_WHAT THE TASK REQUIRES:_ Write every line of the material out exactly as shown.

(Point labeling dataset excerpts)
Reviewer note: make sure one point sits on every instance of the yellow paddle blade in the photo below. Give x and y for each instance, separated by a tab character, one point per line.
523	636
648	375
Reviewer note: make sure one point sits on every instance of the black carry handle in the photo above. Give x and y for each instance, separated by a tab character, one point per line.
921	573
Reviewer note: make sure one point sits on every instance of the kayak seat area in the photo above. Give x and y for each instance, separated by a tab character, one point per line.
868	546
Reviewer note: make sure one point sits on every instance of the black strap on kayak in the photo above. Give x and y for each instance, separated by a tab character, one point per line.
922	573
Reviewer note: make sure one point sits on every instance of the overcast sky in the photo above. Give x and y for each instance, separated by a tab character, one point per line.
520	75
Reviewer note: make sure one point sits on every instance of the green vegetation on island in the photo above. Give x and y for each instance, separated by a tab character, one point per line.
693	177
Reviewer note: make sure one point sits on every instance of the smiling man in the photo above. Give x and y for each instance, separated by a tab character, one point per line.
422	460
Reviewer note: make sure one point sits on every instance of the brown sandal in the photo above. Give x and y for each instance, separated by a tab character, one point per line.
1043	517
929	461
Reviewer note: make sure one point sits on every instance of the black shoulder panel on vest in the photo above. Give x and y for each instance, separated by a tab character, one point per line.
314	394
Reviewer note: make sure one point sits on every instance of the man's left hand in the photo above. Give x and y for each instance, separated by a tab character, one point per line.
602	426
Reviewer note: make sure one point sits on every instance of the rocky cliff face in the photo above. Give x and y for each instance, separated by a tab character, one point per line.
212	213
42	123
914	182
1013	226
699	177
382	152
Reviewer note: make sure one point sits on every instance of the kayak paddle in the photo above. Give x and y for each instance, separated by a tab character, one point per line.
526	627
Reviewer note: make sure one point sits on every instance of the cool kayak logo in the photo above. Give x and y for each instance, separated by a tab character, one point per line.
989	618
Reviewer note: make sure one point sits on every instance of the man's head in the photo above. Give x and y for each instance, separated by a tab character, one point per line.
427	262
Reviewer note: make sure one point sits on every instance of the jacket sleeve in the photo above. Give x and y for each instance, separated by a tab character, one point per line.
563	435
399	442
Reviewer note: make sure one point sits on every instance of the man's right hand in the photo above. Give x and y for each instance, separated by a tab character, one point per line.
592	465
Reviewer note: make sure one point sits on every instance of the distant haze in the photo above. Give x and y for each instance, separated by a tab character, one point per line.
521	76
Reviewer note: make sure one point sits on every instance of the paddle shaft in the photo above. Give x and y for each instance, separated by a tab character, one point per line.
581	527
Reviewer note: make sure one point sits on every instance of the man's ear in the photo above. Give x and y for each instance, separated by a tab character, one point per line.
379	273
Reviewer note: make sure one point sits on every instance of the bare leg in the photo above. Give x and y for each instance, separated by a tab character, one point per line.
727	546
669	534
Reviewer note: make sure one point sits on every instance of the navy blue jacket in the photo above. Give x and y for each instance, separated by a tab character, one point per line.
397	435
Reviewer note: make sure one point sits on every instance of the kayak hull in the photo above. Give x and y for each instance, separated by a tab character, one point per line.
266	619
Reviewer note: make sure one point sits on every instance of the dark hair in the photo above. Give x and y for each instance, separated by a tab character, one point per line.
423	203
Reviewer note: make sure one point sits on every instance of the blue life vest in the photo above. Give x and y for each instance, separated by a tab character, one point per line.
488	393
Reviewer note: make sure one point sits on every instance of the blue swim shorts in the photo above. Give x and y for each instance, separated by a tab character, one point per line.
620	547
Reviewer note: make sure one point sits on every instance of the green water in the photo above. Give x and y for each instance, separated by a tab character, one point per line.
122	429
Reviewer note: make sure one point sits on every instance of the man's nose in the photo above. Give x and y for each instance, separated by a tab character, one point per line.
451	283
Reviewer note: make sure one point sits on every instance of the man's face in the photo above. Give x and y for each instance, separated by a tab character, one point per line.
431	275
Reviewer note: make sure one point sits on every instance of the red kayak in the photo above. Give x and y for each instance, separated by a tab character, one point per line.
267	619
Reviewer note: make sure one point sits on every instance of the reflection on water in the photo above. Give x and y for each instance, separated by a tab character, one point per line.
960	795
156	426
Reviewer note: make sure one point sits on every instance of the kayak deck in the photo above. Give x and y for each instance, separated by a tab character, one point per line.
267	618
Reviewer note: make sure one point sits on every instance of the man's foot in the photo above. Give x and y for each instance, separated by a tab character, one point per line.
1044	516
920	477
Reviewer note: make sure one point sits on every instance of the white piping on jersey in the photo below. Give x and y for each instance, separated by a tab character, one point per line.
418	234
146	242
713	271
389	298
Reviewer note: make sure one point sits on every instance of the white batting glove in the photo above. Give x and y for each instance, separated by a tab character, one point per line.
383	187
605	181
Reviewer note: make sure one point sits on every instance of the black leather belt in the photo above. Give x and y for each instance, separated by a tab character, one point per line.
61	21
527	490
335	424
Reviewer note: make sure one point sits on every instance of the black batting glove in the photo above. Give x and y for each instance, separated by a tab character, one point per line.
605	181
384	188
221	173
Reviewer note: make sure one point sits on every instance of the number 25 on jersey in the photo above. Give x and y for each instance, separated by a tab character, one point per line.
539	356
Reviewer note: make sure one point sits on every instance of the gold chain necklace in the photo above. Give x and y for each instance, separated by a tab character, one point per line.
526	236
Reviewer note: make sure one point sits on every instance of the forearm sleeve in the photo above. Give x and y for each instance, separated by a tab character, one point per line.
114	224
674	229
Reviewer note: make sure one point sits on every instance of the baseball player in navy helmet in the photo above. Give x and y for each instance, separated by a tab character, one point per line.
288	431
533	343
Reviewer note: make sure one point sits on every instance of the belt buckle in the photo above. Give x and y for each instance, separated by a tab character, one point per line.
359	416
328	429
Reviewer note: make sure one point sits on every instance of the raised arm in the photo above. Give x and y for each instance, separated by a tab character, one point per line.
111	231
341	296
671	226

_EXERCISE ANSWER:_
Reviewer note: make sure one point sits on every instance of the yellow paddle blade in the photo below. Give x and y for each instance, separated by a tab character, one point per line.
523	636
648	375
Reviewer note: make sure one point sits on every instance of the black carry handle in the photo above. Give x and y for each instance, separated by a tab character, one point per line.
921	573
Reviewer note: make sure one point sits on every instance of the kayak seat area in the photo above. Give x and y for each instance, separated by a tab character, one point per line.
868	546
Reviewer note: make sure one point sits on every instance of the black strap on kayak in the photo above. Give x and y for each instance, separated by a tab character, one point per line.
922	573
Reviewer note: make sure one point sits on every instance of the overcast sky in the photo above. Give x and y for each instance, separated by a tab character, one point per line.
520	75
Reviewer note: make sure one point sits on every instance of the green vegetation on island in the photo above. Give x and y for each instance, separated by a tab character, one point per line.
693	177
Reviewer note: make sure one point sits on every instance of the smiling man in the photo above. Give x and y for each instance, separated by a tab character, one point per line.
422	460
Reviewer note: make sure one point sits on every instance of the brown sandal in the photo above. Give x and y for each instance, separated by a tab character, one point per line.
1043	517
929	461
Reviewer note: make sure one point sits on every instance of the black shoulder panel on vest in the photo above. Give x and y for each instance, separated by a tab character, one point per line.
314	394
Reviewer note: make sure one point sits on every instance of the man's left hand in the photo above. Give x and y for each instance, separated by a tab character, one point per line.
602	426
Reviewer note: make sure one point sits on every instance of the rocky cliff face in the photo above. Give x and y for each instance, separated by a tab character, one point per line.
212	213
42	123
914	182
1013	226
699	177
382	152
Reviewer note: make sure one point sits on every instance of the kayak paddle in the photo above. Give x and y for each instance, separated by a tab character, one point per line.
526	627
Reviewer note: make sure one point sits on every instance of the cool kayak logo in the photo above. Give x and y for each instance, separated by a tab character, one point per line.
989	618
Reviewer note: make sure one point sits on every instance of the man's head in the photo above. Give x and y for each instance, separated by a tab character, one point per line.
427	262
Reviewer note: make sure one point sits on every instance of the jacket sleeve in the photo above. Give x and y for each instance, separated by a tab character, one point per line.
563	435
399	442
Reviewer note: make sure one point sits on every instance of the man's right hand in the photo above. Give x and y for each instance, separated by a tab character, one point per line.
592	465
Reviewer note: make sure one point sits on every instance of the distant haze in the photo above. Give x and y for each instance, separated by a tab character, one point per line.
521	76
Reviewer note: make sure one point sits on every instance of the paddle shaft in the photo above. Give x and y for each instance, separated by a tab character, one point per line.
581	527
Reviewer note: make sure one point sits on every instance of the man's ear in the photo above. Give x and y for each instance, separated by a tab character, one point per line.
379	273
Reviewer note: make sure one point sits on every instance of the bare leg in the photo above. Give x and y for each instance, separated by a tab character, one point per line.
727	546
669	534
Reviewer note: make sure one point sits on every instance of the navy blue jacket in the photo above. Give x and y for each instance, separated by a tab character, one point per line.
397	435
Reviewer note: make sure one point sits on every instance of the kayak hull in the photo above. Give x and y for each instance, separated by a tab character, one point per line.
266	619
Reviewer note: make sure one point sits on every instance of the dark hair in the photo above. Give x and y for each instance, separated by a tab character, one point per line.
423	203
Reviewer note: make sure one point sits on every instance of the blue life vest in the photo above. Give x and y for each instance, separated by a tab character, one point per line.
488	393
Reviewer note: make sure one point sits on every instance of the blue swim shorts in the photo above. Give x and y for each instance, separated by a tab character, one point per line.
620	547
Reviewer note: make sure one point sits on every instance of the green water in the photo above. Give x and y for each instance, separated by a tab character, one point per line.
122	429
Reviewer note: make sure one point sits on every instance of the man's nose in the photo above. Give x and y for each instance, separated by a tab character, one point per line.
451	283
Reviewer note: make sure one point sits on every instance of the man's face in the photo above. Give x and y for each instance, separated by a tab character, one point per line.
431	275
Reviewer note: make sure one point sits on every instance of the red kayak in the photo above. Give x and y for each instance, separated by a tab character, one point per line.
267	619
Reviewer note: make sure one point sits on every instance of the reflection on water in the photo above. Give x and y for each instance, separated by a tab character, one point per line.
960	795
156	426
Reviewer note: make sure one point sits on every instance of the kayak deck in the photo above. Give x and y for each instance, separated by a tab character, one point per line.
267	618
Reviewer note: make sure one point sits on every instance of the man's foot in the photo above. Give x and y for each instance, separated by a tab character, one point per line.
1044	516
920	477
Reviewer note: make sure one point sits on every instance of the white piping on jersey in the photo below. Give x and y for each instance, separated by a tab character, one point per line.
418	234
146	242
713	271
389	298
Reviewer note: make sure one point sits on every instance of the white batting glove in the photo above. Give x and y for each instance, separated by a tab character, one point per line.
383	187
605	181
Reviewer note: make sure one point sits on every instance of the black leather belt in the photo above. Give x and y for each instance, separated by a tab character, one point per line.
61	21
527	490
335	424
Reviewer note: make sure one point sits on every instance of the black batting glove in the photo above. Give x and y for each instance, separated by a tab character, one point per line.
605	181
384	188
221	173
Reviewer note: make sure one point sits on every instance of the number 25 on jersey in the photo above. Give x and y for each instance, separated by a tab character, one point per line.
539	356
Reviewer note: make sure one point sits on every instance of the gold chain necklace in the photo above. Give x and y for each instance, separated by a tab character, one point per line.
526	236
Reviewer note: make sure one point sits on every instance of the forearm sleeve in the photo above. Give x and y for each instance, separated by a tab character, one point per line.
114	224
674	229
Reviewer note: make sure one point sits on every instance of the baseball player in navy helmet in the photo above. Give x and y for each instance, separated by a tab character, one point per line.
288	431
533	343
Reviewer note: make sure one point sits on every instance of the belt buckle in the photo above. Give x and y for each instance, separated by a tab character, one point per line.
359	416
328	429
Reviewer note: make sure one point sits on every instance of the raised arm in the photo above. Give x and y for each instance, separated by a tab character, one point per line.
111	231
341	296
671	226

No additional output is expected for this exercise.